### PROVIDED RECORDS
======

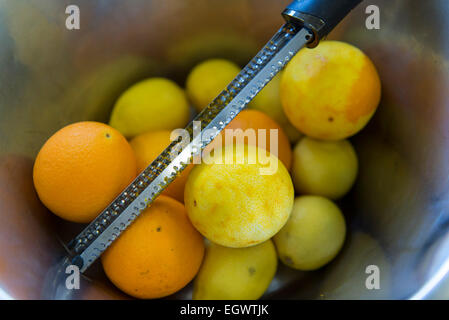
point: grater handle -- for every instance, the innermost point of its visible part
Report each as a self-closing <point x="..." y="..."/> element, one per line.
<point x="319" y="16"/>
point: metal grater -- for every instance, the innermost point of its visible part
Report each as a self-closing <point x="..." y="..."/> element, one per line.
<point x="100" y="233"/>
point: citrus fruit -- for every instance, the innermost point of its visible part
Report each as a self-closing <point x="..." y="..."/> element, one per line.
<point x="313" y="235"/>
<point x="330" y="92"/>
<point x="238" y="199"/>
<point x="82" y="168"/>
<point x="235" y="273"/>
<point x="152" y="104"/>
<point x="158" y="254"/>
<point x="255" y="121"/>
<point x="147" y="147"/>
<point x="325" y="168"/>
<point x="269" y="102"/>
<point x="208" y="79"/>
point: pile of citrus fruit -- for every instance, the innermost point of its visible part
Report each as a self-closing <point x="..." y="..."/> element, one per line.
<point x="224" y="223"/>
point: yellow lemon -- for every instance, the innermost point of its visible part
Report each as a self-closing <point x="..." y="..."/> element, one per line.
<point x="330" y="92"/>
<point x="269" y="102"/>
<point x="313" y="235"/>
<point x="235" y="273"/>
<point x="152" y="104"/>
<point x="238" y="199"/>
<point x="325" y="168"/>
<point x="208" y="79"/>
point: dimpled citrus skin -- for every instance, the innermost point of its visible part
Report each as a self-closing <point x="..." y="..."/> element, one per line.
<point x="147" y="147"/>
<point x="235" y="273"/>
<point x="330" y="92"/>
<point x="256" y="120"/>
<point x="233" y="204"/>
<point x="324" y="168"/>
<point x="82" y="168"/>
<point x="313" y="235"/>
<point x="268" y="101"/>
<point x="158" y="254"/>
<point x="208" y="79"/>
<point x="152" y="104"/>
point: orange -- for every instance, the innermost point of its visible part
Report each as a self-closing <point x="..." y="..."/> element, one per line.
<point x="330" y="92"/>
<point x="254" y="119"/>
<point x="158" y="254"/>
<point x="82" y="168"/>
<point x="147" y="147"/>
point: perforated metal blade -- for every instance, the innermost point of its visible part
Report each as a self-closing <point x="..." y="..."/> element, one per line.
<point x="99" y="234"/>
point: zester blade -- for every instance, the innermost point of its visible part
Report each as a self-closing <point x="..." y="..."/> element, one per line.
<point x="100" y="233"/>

======

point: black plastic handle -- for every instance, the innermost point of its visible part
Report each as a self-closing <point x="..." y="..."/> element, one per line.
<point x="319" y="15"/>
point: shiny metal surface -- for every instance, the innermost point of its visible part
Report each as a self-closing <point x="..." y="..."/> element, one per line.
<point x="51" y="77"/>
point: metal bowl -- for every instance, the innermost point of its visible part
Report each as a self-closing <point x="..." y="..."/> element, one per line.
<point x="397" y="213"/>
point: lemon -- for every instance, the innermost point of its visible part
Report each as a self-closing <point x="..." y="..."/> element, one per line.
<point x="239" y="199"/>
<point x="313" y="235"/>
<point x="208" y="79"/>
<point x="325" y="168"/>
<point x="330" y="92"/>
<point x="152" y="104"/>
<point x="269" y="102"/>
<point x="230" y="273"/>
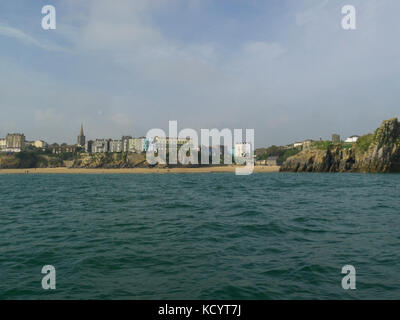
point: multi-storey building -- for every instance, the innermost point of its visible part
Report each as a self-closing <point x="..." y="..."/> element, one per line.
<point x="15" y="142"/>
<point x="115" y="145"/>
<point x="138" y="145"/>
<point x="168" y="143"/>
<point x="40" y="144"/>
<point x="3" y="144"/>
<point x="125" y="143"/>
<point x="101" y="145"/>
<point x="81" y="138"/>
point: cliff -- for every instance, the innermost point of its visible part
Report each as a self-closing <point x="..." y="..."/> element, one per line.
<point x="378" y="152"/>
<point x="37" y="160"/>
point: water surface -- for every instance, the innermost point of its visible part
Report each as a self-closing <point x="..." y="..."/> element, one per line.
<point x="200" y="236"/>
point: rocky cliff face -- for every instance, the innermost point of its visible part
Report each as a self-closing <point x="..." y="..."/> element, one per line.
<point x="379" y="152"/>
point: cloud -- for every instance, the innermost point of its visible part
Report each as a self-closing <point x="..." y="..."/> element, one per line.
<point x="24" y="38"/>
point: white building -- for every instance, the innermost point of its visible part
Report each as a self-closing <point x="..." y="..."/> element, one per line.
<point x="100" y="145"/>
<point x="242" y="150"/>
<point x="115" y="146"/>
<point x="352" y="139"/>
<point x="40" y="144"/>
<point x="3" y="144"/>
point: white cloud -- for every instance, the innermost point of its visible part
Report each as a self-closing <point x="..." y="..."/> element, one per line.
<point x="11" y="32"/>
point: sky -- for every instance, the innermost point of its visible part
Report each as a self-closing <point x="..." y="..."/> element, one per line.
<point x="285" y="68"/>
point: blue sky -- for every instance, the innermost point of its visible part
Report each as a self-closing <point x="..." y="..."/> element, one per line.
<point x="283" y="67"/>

======

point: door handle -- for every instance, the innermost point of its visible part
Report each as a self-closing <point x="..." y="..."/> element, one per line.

======

### WHAT TO DO
Show each line of the material above that contains the word "lemon". Case counts, so a match must have the same capital and lowercase letters.

### RIGHT ANSWER
point: yellow lemon -- for every instance, the innermost point of its visible part
point: lemon -- for every instance, the innermost point of its visible part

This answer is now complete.